**WHAT TO WORK ON:** Return the material below in full and exactly.

Entries from a pointing dataset:

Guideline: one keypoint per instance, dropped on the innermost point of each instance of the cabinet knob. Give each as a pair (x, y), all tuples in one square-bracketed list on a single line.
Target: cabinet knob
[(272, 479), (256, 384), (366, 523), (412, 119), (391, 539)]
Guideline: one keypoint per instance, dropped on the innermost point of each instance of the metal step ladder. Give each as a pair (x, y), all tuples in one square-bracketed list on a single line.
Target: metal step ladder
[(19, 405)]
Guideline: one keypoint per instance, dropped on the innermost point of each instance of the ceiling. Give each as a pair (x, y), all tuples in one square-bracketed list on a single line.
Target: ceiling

**ANSWER TO THIS TASK:**
Guideline: one keypoint per instance, dropped on the innermost point of each instance of the cabinet knob. Give each as a pair (x, y), all tuples in one square-bracketed list on a single line.
Target: cabinet knob
[(272, 479), (256, 384), (366, 523), (412, 119), (391, 539)]
Guideline: one keypoint per instance, dropped on the innermost point of each instance of the metal step ladder. Give each as a pair (x, y), all tuples in one square-bracketed list on a single line.
Target: metal step ladder
[(19, 405)]
Guideline: one keypoint per instance, dropped on the innermost point of each instance of the ceiling. Give each as a pair (x, y), all tuples in one square-bracketed list on a single line.
Target: ceiling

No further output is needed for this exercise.